## WORK TO COMPLETE
Translate this sentence from the essay about the green card wait into Spanish: "After doing business consulting for a while, I got tired of traveling and settled down on a full time job in Massachusetts, where I wanted to start a family and put my roots down."

## DOCUMENT EXCERPT
The current system is delaying my freedom to enhance my career in this country, where I have spent almost half of my life.
By Sriram Raghunathan
Allow me to introduce myself. I go by “Sri” and have been a legal resident in the United States for the past 18 years — since the fall of 2000.
I have a bachelor’s degree in computer science from India, my country of birth, and came here to pursue my master’s degree at California State University-Chico. I ended up doing another master’s degree in IT management from Brandeis University in Massachusetts.
After doing business consulting for a while, I got tired of traveling and settled down on a full time job in Massachusetts, where I wanted to start a family and put my roots down.
But…
After switching two jobs, I decided in 2008 that I will not move again till I get my green card. I reached out to my previous employers to secure employment verification letters to apply for my labor certification and I140 applications, the two requirements for green card application.
My employer was required to post how much I was making on a public notice board, which was embarrassing to begin with. They also had to review 30 odd resumes for my job posting and narrow it down to five candidates. Of these, three candidates needed visa sponsorship and two did not have the adequate technical skills that I had.

## MATERIAL PROVIDED
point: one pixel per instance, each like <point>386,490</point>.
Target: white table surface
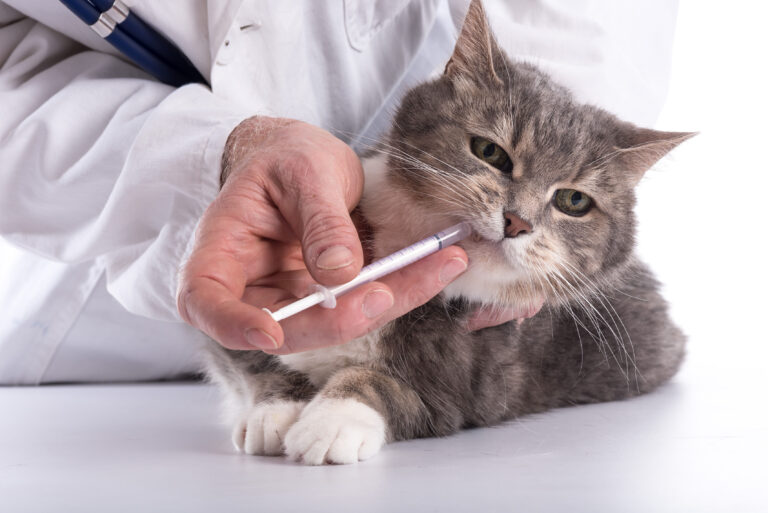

## OUTPUT BELOW
Después de dedicarme a la consultoría empresarial durante un tiempo, me cansé de viajar y me establecí en un trabajo de tiempo completo en Massachusetts, donde quería formar una familia y echar raíces.